By Chris McClure, Contributing Editor

Sometimes we just need a little rain.

This past summer was dry across much of the West. New Mexico, where we had a fair number of cows, was in the grips of severe drought, which didn’t look to be letting up any time soon. My mind traveled to 2010-2011 when it seemed the temperature was near or above 100 degrees for day after day with a hot, dry southwest wind that never seemed to quit. It was that weather that drove me to uproot from the Texas Panhandle and relocate to northeast Texas where the grass was green, trees grew, and water just stood around in large lakes and ponds and sometimes even flowed across the land in creeks and rivers. It rained there. Rain grows grass. Grass is good for cows.

I was truly beginning to wonder why I moved back to the Panhandle this past January. Then it rained.

It is amazing how much blue and black gamma a half-inch of rain will grow. Just last week I was on one of the New Mexico ranches where we were weaning calves and just looked in wonder at the knee-deep grass that stretched for miles in every direction. I thought about the drive west from Amarillo and about how green it was, and it struck me how beautiful these Plains can be when the grass is green and the cattle have plenty of grazing.

I also thought about all of the fields of kochia and other weeds that were being swathed and baled for hay. I know of one feedyard that probably has 500 large square bales of kochia stacked that they have been blending with other hay as cattle feed. It reminded me how tight feed supplies became last winter and into the spring and early summer. The cost of gain soared and cattle that should have made some money were suddenly losing in a market where fats seem to be trading well below where global demand should dictate.

I know we all think about the market and grow frustrated that the “pinch point” of existing slaughter capacity is causing a lot of heartburn. There quite simply are more cattle available than necessary to meet the current ability to harvest them due to plant problems, labor issues, trucking issues and myriad other challenges created by this “pandemic” and aging infrastructure. On the other hand, global demand is at a point that those same plants have no problem selling everything they can produce at a premium price because they are unable, or unwilling, to supply at a level that would push prices back down for the consumer.

Our national cow herd was liquidating rapidly, which eventually would bring supplies in line with the capacity to harvest. Short term, it further suppresses prices, but longer term, it promises they will rise. Then it rained over many areas where cows were days from being loaded on a truck and shipped to points east where many would be harvested. They received a reprieve – at least for another season.

Supplied records:

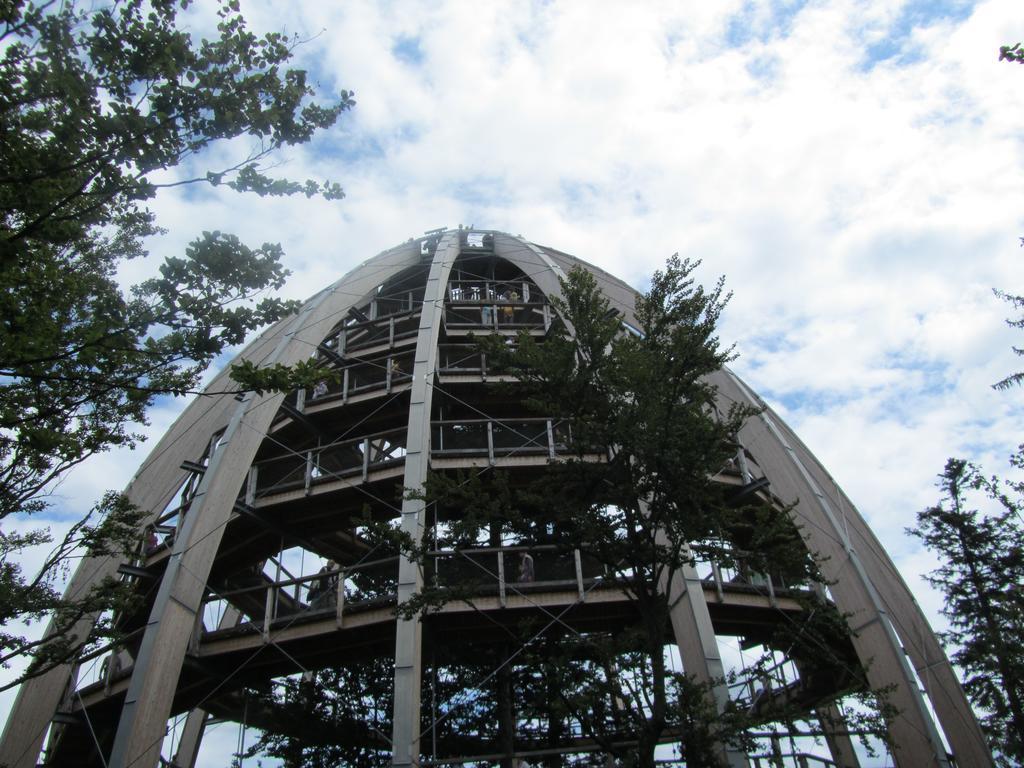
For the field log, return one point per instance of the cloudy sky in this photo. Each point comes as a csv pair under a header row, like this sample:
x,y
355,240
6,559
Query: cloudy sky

Task details: Extend the column on drought, rain and cattle prices by writing what follows its last sentence.

Task result:
I was visiting with a friend in East Texas last week who complained that the regional feeder cattle sale to which he consigned part of his calf crop had gone to a 60-day weaning program requirement and now was requiring that all heifers more than 650 pounds be pregnancy tested open before they would be eligible for the sale. His complaint was that “someone else” is always dictating to the cow-calf producer how they should raise their animals. He tried to compare it to a car dealership where “you don’t pay the same for a Chevy as you do for a Cadillac!”

I had to remind him that if you don’t have the product the buyer wants, they will go elsewhere. His response was that he felt like he had superior genetics and did everything “right” with his herd management and weaning program yet got the same price as the guy down the road who only halfway managed his cattle.

He was right, but he was also wrong. When you comingle superior animals with inferior ones, you get the average. I suggested that he either endorse the new requirements to hopefully raise the value of everyone’s animal, or find a new channel for marketing his.

The issue of “the average” is one we really need to address as an industry. The packers like the fact that we manage our feeding to the average of the pen. They sort the results when they are in the box – that’s part of how they are making such a windfall right now. We saw a Choice-Select spread of more than $36 this past week – and it is September! (I know it will fluctuate wildly between the writing and the reading of this piece, but it gives perspective.)

The only way to deal with the wide variation in a pen is to find a way to narrow it – that means sorting and maybe sorting again. I think I heard the moans from many of you as you read that. It causes heartburn for nutritionists, veterinarians, feed foremen, managers and bookkeepers to think about sorting. It is the only way to narrow the distribution within a pen unless we start cloning large numbers of cattle.

I suppose all of this seems a bit of a downer, but that might be a good thing. It is in the difficult times that someone finds a new way to solve problems. It is in periods of extreme pressure that certain individuals figure out how to push on through despite the odds. They are the rainmakers. It’s time for another rain.